> **Task goal**:
Your task is to repeat each record verbatim, exactly as it was written.

----------

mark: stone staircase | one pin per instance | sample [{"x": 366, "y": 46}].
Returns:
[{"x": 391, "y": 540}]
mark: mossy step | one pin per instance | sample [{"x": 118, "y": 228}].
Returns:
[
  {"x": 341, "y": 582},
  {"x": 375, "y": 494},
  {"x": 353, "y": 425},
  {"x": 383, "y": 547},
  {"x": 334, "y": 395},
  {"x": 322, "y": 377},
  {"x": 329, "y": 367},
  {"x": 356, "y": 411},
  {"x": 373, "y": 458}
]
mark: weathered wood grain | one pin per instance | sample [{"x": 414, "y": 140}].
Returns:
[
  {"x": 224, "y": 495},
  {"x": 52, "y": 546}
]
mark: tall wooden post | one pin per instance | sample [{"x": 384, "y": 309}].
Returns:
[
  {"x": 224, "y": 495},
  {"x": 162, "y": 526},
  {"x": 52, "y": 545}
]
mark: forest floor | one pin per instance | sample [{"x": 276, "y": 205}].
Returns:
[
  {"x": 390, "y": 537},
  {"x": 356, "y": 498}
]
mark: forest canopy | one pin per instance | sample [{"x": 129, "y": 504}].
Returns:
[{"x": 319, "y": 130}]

----------

> **Written answer**:
mark: stone staircase | one pin per instance | sample [{"x": 366, "y": 46}].
Returns:
[{"x": 391, "y": 540}]
mark: mossy step | one pin per instance | sample [{"x": 118, "y": 228}].
Returns:
[
  {"x": 341, "y": 582},
  {"x": 375, "y": 494},
  {"x": 353, "y": 425},
  {"x": 383, "y": 547},
  {"x": 334, "y": 395},
  {"x": 322, "y": 377},
  {"x": 329, "y": 367},
  {"x": 356, "y": 411},
  {"x": 373, "y": 458}
]
mark: weathered wood grain | one pin per instance | sample [{"x": 414, "y": 140}].
Returns:
[
  {"x": 224, "y": 495},
  {"x": 52, "y": 546}
]
mark: tall wooden post | one pin per instance | sample [{"x": 384, "y": 309}].
Returns:
[
  {"x": 224, "y": 495},
  {"x": 162, "y": 526},
  {"x": 52, "y": 545}
]
mark: forest floor | one pin per instance | sample [{"x": 276, "y": 205}].
Returns:
[
  {"x": 390, "y": 537},
  {"x": 356, "y": 498}
]
mark: forest canopy | one pin per instance | sample [{"x": 129, "y": 504}].
Returns:
[{"x": 319, "y": 130}]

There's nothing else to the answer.